* Begin *

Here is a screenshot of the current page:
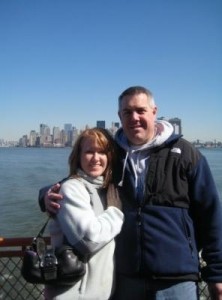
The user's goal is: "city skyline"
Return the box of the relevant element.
[0,0,222,141]
[0,117,222,146]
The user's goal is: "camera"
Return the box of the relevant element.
[43,251,58,281]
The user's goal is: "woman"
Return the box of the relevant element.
[45,128,123,300]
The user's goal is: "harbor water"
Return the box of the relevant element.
[0,148,222,238]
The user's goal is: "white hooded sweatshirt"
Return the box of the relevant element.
[46,171,124,300]
[115,120,173,198]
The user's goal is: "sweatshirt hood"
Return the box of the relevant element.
[115,120,174,188]
[115,120,173,152]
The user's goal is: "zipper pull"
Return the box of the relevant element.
[137,206,141,226]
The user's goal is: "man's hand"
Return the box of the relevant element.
[208,282,222,300]
[44,183,63,215]
[107,184,122,210]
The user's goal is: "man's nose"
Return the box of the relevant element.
[131,111,139,120]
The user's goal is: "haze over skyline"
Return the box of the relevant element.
[0,0,222,141]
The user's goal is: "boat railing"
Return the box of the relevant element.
[0,237,210,300]
[0,237,50,300]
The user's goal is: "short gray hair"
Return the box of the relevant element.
[118,86,156,110]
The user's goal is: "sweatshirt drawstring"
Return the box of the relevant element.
[118,151,129,186]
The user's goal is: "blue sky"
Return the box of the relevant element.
[0,0,222,141]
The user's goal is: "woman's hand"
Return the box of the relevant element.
[44,183,63,215]
[107,184,122,210]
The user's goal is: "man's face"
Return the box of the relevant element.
[119,93,157,145]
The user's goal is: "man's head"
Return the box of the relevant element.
[118,86,157,145]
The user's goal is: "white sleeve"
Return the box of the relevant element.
[57,180,124,254]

* End *

#### [Exercise]
Render every line of the records above as a numbered list, omitting blank lines. Leave the pictures out of your answer.

#### [Answer to the task]
1. Here is a screenshot of the current page:
2. The user's goal is: "city skyline"
3. Return the box of the relevant element.
4. [0,0,222,141]
5. [0,117,222,146]
6. The user's goal is: "camera"
7. Return the box of the relevant element.
8. [43,251,58,281]
9. The user's goal is: "woman"
10. Return the box of the relevant element.
11. [45,128,123,300]
12. The user's goal is: "harbor water"
13. Return the box of the relevant element.
14. [0,148,222,238]
15. The user's goal is: "white hooded sweatshirt"
16. Return the box of the relevant element.
17. [46,171,124,300]
18. [115,120,173,198]
19. The user's goal is: "sweatshirt hood"
20. Return the box of the relevant element.
21. [115,120,174,188]
22. [115,120,173,152]
23. The user's goal is: "zipper pull"
24. Return the box of the relevant element.
25. [137,206,141,226]
26. The user's goal is: "man's hand"
27. Return the box of the relevant element.
28. [208,282,222,300]
29. [44,183,63,215]
30. [107,184,122,210]
31. The user's goal is: "man's nose"
32. Return the box of the relevant element.
33. [131,111,139,120]
34. The user's goal is: "haze over skyline"
35. Return the box of the relevant element.
36. [0,0,222,141]
37. The user's goal is: "boat railing"
38. Return the box of the relevant element.
39. [0,237,210,300]
40. [0,237,50,300]
41. The user's goal is: "short gray hair"
42. Return the box of the relevant element.
43. [118,86,156,110]
44. The user's goal is: "sweatshirt drawstring"
45. Return the box of the relevant element.
46. [118,151,129,186]
47. The user's goal is: "blue sky"
48. Return the box of the relevant element.
49. [0,0,222,141]
50. The user's goal is: "woman's hand"
51. Return the box of the relevant element.
52. [44,183,63,215]
53. [107,184,122,210]
54. The user's goal is: "man's face"
55. Return the box of the relevant element.
56. [119,93,157,145]
57. The user's goal is: "man's head"
58. Return the box of the relevant element.
59. [118,86,157,145]
60. The user's goal is: "white sleeve"
61. Return the box of the relevant element.
62. [57,180,124,254]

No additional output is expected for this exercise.